_SUPPLIED MATERIAL_
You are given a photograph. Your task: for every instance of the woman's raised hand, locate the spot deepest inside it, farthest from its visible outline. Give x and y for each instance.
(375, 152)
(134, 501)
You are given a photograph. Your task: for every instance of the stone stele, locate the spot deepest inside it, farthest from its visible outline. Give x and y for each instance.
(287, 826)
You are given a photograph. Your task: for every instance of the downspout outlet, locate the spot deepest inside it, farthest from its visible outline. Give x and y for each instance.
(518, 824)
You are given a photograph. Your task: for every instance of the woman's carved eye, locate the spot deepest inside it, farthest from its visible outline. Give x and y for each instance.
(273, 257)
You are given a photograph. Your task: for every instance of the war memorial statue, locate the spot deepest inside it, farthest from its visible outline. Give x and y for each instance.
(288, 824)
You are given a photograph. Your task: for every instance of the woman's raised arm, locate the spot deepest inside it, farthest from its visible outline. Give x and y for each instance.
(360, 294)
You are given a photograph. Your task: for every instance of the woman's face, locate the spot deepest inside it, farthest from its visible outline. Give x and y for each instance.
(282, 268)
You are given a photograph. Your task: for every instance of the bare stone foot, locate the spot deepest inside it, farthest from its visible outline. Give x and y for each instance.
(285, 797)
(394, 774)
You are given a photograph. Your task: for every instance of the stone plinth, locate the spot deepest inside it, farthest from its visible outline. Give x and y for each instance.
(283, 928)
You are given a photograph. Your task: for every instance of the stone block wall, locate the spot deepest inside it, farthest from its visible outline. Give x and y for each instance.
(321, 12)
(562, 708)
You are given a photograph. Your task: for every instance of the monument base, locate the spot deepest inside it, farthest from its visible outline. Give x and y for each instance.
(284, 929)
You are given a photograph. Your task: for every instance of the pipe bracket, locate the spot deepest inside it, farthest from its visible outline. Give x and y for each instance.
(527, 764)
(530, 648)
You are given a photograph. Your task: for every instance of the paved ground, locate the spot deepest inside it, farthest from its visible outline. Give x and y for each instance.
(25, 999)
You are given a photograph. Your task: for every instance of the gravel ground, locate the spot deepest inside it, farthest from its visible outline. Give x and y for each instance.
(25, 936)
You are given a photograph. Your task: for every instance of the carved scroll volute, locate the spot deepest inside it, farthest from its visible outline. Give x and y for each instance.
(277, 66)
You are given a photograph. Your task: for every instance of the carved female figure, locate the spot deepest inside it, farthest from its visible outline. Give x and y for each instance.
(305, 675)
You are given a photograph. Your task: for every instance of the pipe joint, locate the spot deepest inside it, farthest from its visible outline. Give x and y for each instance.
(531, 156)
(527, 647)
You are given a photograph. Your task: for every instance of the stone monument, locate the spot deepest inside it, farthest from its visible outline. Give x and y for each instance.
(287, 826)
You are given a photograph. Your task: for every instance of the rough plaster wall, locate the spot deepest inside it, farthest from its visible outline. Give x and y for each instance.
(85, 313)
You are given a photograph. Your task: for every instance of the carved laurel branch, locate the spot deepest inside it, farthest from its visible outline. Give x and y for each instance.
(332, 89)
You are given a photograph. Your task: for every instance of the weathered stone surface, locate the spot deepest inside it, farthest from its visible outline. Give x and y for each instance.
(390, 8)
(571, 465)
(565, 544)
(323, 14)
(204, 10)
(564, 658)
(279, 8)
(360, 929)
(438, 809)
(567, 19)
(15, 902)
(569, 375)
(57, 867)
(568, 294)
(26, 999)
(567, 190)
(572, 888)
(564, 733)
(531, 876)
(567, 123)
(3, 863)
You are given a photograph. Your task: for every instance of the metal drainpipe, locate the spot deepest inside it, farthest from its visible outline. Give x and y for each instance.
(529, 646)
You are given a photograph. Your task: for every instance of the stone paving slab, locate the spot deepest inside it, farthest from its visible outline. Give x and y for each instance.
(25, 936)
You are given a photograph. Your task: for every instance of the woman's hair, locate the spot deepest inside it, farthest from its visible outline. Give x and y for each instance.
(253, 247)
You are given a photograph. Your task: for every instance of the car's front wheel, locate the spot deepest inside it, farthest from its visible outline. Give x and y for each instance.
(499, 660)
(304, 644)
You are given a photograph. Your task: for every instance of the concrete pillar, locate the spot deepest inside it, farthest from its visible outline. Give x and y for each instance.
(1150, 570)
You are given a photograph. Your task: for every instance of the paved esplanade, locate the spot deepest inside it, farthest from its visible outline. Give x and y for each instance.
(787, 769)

_TASK DIRECTIONS_
Every record shown above should be written out again exactly.

_IN RESPONSE_
You are given a photograph. Your task: for every instance of the woman's raised hand, locate the spot deepest inside it, farthest from its visible outline. Give x and y for each instance.
(375, 152)
(134, 501)
You are given a photograph. Your task: for every instance of the stone stele, locate the spot deepest inside it, farthest from its visible outline. Give x and y for each instance.
(287, 826)
You are given a photograph. Your task: for every instance of the downspout outlet, locate the spot deepest inside it, farthest from its visible outline. Give x and y for each instance.
(518, 824)
You are given a photograph. Your task: for every instance of the woman's carved eye, locate the spot deepest inside it, farthest from its visible outline. Give x and y for each instance.
(273, 257)
You are given a photograph. Your task: for every instance of the war memorial statue, locate the spot deepest inside it, farthest from its visible outline. Give x and y for each instance.
(288, 824)
You are given a photograph. Your task: for every instance of the woman's raised arm, locate the spot deepest inside it, farthest from its visible outline. Give x and y for each instance.
(360, 294)
You are given a photograph. Your task: for every instance of the woman's face, locate the spot deepest inside it, farthest from its visible outline. Give x and y for each instance.
(282, 268)
You are given a photograph. Your task: for every instance of the bare stone foot, locate the spot deepest inside it, farthest from its visible outline. Give x and y for each instance.
(285, 797)
(394, 774)
You are given a photograph. Your task: for every instance of the stone plinth, locate the spot deepest inside it, farthest from its visible outline. Give x and y for each instance.
(283, 928)
You are given a photograph. Your task: for every instance of the stone block wall, locate the spot deepest inside it, farthest from its visible outline. Give x and y for each instance.
(321, 12)
(562, 708)
You are given a photograph. Your task: for every instance of the monument base, locate the spot deepest inside it, farthest from its visible outline. Give x and y for each instance.
(284, 929)
You are given a photograph. Your task: for every instance of the pipe bracket, locate the spot deepest inside it, farthest from its visible outline. Give x and y for each instance.
(527, 764)
(530, 648)
You are given a photograph. Your task: for every instance of the paved ground, locate the spot deepest inside it, farthest from its visible outline. Give x and y for each instance.
(25, 999)
You are given a photograph. Your task: for every instance of the gravel ground, locate the spot deepest inside it, farthest from its visible outline. Give x and y for each instance.
(25, 936)
You are given a photograph. Your task: for every instance of the carved scroll volute, locate the spot deepest inside it, farthest from its visible outline. Give x and y for each instance.
(277, 66)
You are given a photograph. Your task: for every instance of the carved female figure, locate the spot deepest inside it, farthest from its visible outline. Give x and y for each instance.
(305, 675)
You are given a photograph. Your task: for every instance of the pipe joint, locate the spot deepest inside it, farthest from its visible outline. Give x and y for each instance.
(531, 156)
(527, 647)
You are given a photograph. Your task: for every instance of the stone monument, locate the spot deepest inside it, farthest from its visible outline. Give x and y for each instance.
(287, 826)
You are given a photograph. Your task: for every instance of the rough plaster wall, locate the spot deepest inside it, farthest from its visible outline. Give x and y for each instance.
(85, 313)
You are given a photograph. Your task: for every instance of the carved laurel branch, locate the spot deepest inside it, farthest from its visible outline. Give x and y for each instance.
(332, 89)
You are given a photograph. Your task: for every instance of the weathered stone surface, locate the spot deepest inside it, farthest from its visible outline. Give x and y for each instance.
(390, 8)
(571, 465)
(565, 544)
(323, 14)
(204, 10)
(564, 658)
(279, 8)
(360, 929)
(438, 809)
(567, 19)
(15, 902)
(569, 375)
(57, 867)
(568, 294)
(26, 999)
(567, 190)
(572, 888)
(564, 733)
(531, 876)
(567, 123)
(3, 863)
You are given a photograph. Your task: for every instance of the metal drainpipe, locate the spot deepest inside it, farthest from its visible outline. Give x and y for each instance.
(529, 646)
You are given a photograph. Your task: for every instance of the stone paving slab, locate the spot deepest inside it, farthest from its visible outline. Give x and y for each instance.
(25, 936)
You are given a photograph. Your task: for every instance of the woman's hair, locate the spot deepest inside it, farthest from its visible outline. Give x and y for each instance.
(253, 247)
You are given a photograph. Your task: for every instance of the car's front wheel, locate the spot deepest inside it, farthest from its visible outline. Give x and y for each instance.
(499, 660)
(304, 644)
You are given a photograph. Your task: for every instance of the concrete pillar, locate the spot deepest inside it, farthest from its visible outline. Give x and y for each instance.
(1150, 570)
You are given a photograph. Your task: for every instance of the paved esplanade, locate the spot deepest inside it, farthest from its visible outline. Give x and y for each instance.
(787, 769)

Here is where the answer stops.